Цель задания:
Продолжите текст о Белом и мотиве «сглаза», начав сразу после его последней фразы.

##### Текст документа #####

Итак, Белый на протяжении всей жизни ощущал себя объектом магического воздействия — «сглаза». Он подробно описывал свои страхи, вызванные пребыванием «под глазом», и гораздо менее конкретно то, чего он, собственно говоря, боялся, потому что боялся он всего: от разлада в личной жизни — до творческих неудач, от срыва пути посвящения — до физической расправы над собой.

3. «ЗЛОЕ ОКО, РОССИЮ НЕНАВИДЯЩЕЕ»

МИРОПРАВЛЕНИЕ

Мотив «сглаза» также инкорпорирован в сложную систему представлений Белого о мире как об арене магической борьбы сил зла с силами добра357.

Для обозначения оккультных угроз Белый использовал разные термины, порой весьма экзотические.

##### Записанные данные #####

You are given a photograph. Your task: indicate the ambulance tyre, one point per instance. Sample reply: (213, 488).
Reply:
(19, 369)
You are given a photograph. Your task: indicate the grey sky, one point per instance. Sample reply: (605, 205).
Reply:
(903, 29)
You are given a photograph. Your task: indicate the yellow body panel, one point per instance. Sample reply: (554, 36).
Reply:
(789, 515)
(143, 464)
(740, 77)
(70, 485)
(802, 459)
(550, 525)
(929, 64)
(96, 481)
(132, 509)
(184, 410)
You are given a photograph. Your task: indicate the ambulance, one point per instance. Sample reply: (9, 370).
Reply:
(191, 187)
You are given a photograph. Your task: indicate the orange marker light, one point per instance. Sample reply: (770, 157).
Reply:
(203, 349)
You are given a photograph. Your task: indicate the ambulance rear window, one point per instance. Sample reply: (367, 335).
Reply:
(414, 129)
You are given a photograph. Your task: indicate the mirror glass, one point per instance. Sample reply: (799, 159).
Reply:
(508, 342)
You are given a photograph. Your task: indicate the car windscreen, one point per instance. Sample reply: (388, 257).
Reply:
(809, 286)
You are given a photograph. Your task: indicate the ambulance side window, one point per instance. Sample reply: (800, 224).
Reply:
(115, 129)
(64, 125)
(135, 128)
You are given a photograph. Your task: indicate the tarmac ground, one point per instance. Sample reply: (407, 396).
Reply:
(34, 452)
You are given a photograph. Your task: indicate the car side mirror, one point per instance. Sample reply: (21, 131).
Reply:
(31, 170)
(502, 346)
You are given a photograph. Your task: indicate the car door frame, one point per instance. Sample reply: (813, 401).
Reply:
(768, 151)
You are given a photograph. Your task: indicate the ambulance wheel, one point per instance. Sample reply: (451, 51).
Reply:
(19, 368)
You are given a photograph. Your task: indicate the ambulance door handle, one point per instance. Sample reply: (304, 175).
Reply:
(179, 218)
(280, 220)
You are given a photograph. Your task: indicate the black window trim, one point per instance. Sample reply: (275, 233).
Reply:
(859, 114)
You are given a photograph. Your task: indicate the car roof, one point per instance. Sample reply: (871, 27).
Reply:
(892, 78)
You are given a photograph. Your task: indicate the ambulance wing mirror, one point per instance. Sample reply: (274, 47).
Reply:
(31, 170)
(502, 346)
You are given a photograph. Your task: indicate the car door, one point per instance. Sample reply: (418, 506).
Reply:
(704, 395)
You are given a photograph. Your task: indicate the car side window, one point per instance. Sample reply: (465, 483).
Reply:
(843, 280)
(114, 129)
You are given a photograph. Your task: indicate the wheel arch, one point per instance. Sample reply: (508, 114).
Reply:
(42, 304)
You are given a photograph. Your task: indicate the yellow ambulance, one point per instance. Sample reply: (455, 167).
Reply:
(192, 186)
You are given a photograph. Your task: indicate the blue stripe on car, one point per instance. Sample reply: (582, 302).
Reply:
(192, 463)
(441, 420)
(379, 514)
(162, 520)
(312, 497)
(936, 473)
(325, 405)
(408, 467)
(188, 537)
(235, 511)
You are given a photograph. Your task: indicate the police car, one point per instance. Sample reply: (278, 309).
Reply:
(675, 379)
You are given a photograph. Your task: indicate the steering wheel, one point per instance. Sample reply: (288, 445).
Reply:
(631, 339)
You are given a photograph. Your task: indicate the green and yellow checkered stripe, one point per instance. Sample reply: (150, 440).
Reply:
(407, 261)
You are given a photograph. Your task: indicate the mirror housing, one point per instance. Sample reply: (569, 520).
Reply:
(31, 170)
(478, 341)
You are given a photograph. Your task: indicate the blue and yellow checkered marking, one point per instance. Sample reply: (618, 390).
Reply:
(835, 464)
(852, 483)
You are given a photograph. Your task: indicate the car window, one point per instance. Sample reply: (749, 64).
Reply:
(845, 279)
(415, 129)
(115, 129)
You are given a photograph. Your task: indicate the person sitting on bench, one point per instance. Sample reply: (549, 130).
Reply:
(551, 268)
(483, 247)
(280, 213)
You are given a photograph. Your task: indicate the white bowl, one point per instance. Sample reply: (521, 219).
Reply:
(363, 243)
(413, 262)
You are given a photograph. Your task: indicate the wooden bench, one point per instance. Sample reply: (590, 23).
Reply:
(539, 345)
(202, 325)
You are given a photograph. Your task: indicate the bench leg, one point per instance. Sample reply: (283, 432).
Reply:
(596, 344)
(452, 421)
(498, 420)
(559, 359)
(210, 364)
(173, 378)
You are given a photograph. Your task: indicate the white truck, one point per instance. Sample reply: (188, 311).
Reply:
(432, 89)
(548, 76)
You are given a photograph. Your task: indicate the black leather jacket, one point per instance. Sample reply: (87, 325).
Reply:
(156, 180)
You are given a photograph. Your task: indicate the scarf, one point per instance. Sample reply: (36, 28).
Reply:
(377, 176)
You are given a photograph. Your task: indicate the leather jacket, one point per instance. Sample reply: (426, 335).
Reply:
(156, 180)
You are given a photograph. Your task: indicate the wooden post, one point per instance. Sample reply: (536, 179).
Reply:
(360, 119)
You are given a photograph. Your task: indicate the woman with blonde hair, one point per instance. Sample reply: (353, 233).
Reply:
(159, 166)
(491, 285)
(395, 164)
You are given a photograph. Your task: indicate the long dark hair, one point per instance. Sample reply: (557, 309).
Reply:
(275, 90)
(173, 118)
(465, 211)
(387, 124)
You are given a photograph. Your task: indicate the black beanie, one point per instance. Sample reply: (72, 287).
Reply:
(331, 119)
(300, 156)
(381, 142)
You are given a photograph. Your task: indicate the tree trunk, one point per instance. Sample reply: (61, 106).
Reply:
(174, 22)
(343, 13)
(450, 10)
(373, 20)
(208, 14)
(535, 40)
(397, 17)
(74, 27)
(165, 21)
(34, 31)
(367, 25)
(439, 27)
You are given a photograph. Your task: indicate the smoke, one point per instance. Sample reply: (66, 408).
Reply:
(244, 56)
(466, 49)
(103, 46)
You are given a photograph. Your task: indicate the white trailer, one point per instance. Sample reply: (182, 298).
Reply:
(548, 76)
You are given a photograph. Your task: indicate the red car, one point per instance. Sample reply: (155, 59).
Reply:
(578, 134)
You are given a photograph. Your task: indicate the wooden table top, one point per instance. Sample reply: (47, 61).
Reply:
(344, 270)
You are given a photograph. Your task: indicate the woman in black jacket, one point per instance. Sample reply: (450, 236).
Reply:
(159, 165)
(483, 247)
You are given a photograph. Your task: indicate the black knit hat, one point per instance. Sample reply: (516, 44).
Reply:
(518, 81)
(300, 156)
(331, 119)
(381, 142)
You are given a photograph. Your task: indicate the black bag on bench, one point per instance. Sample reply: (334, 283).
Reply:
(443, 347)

#####

Итоговый ответ:
<…> вы знаете ль, что в католичестве целых три «папы»? один — «белый» папа, известный и вам; другой — «красный»; а третий, иль «черный» — начальник какого-то религиозного ордена: и, может быть, иезуитского <…> (Москва. С. 295), —

утверждается в романе «Москва под ударом». В том же романе Москва и Лондон представлены «ареною схватки чернейшего интернационала с его разрывающим, с красным» (Москва. С. 314), а Берлин в эссе «Одна из обителей царства теней» оказывается «секцией черного интернационала Европы»358. В период эмиграции действие «черного интернационала» видится писателю причиной гибели Европы:

И тут мы переходим к весьма интересному и мало еще вскрытому вопросу: к обнаружению черного интернационала наряду с красным. Черный интернационал пополняется продуктом разложения и вырождения буржуазной культуры, ведущей к своего рода дикарству <…>359.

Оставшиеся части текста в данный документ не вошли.